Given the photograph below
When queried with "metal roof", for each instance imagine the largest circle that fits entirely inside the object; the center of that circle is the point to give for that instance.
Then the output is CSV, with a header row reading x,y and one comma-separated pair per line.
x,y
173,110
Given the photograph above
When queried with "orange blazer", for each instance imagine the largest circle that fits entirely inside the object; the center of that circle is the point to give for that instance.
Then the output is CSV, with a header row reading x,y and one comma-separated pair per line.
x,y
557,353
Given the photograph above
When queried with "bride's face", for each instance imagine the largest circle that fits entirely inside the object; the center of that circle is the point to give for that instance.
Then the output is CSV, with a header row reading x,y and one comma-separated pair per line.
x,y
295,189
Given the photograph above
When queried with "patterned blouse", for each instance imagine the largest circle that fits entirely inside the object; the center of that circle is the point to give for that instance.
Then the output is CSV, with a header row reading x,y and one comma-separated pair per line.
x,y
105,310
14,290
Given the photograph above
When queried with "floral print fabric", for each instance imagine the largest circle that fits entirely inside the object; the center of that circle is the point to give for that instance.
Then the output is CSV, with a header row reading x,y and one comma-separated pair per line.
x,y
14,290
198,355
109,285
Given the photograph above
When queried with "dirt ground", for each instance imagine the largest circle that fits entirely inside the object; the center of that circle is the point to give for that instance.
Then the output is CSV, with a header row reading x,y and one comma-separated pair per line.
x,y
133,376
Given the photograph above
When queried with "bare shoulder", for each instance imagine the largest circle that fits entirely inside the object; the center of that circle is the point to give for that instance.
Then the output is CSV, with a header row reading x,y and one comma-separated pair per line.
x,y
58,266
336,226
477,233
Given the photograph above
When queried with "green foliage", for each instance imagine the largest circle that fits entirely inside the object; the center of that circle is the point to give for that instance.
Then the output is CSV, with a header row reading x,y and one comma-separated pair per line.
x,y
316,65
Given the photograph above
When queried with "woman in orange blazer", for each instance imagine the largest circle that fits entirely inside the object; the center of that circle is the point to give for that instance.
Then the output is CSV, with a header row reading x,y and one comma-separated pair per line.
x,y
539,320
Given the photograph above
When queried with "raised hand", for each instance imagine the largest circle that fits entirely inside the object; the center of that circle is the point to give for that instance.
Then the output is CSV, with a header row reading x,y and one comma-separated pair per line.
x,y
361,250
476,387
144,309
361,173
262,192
^^^^^^^^^^^^^^^^
== Given exercise ==
Return each line of the items above that contains the string "orange", treating uppercase and lowercase as different.

== Result ==
When queried with "orange blazer", for each instance imagine the largest circle that fits entirely inside the object; the center of that circle is the point to give for that instance.
When queried with "woman in orange blazer", for each instance imagine the largest circle that fits entirely inside the object; the center of that circle is the point to give for that instance.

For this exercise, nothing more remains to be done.